SUPPLIED TEXT
He is thought of as reliable and consistent, unwavering and sturdy.

Odalis Perez, on the other hand, is considered erratic and undependable. That’s why the Dodgers appeared almost gleeful about replacing the left-hander in the starting rotation today with journeyman Aaron Sele.

Penny and Perez would seem to have nothing more in common than five-letter surnames that begin with P-E. Yet each has pitched in 170 major league games, and their career statistics are eerily similar, from wins and losses to strikeouts and walks.

Their futures, however, might be headed in different directions.

Little made it clear Sele has replaced Perez (3-1, 6.90) for longer than today’s game. Perez has not contacted team officials since leaving five days ago to visit his sick mother in the Dominican Republic, although assistant general manager Kim Ng has spoken to his agent. If the Dodgers didn’t owe Perez about $21 million over the next two years, they would be tempted to release him.

Penny, who signed a three-year, $25 million extension last season, remains prominent in their plans. And no wonder. Even on a night when he lacks command, he battles. He churned through 5 1/3 innings, throwing 116 pitches and stranding eight runners. The score was 3-3 when he departed.

GIVEN ENTRIES
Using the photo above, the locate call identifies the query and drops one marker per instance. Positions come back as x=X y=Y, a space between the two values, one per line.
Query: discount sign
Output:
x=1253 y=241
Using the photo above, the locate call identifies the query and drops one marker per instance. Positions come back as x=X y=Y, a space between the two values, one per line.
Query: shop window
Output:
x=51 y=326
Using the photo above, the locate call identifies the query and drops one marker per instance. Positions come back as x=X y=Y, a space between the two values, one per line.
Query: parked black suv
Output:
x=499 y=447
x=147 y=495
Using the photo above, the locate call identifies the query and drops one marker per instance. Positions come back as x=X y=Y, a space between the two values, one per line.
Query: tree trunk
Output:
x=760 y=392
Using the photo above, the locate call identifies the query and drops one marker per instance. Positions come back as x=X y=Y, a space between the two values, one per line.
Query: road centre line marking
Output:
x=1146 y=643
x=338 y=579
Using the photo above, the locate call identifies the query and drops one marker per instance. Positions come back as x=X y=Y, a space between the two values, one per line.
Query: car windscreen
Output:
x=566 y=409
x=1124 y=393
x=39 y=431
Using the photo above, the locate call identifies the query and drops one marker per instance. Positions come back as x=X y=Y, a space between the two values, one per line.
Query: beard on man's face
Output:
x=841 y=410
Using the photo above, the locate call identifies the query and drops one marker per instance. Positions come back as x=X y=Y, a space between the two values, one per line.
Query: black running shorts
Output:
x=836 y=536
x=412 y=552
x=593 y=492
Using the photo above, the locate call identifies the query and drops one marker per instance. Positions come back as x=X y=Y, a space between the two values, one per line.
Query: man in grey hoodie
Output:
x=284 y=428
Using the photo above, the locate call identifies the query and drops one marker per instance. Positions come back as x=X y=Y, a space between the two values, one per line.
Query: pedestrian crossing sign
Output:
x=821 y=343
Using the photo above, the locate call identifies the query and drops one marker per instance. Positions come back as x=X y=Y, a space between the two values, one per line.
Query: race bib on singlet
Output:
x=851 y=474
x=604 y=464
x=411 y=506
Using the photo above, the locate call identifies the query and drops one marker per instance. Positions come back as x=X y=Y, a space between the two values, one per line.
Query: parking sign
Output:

TASK PROMPT
Write out the Dodgers pitching passage word for word, starting at "Penny and Perez" and ending at "in different directions.".

SOLUTION
Penny and Perez would seem to have nothing more in common than five-letter surnames that begin with P-E. Yet each has pitched in 170 major league games, and their career statistics are eerily similar, from wins and losses to strikeouts and walks.

Their futures, however, might be headed in different directions.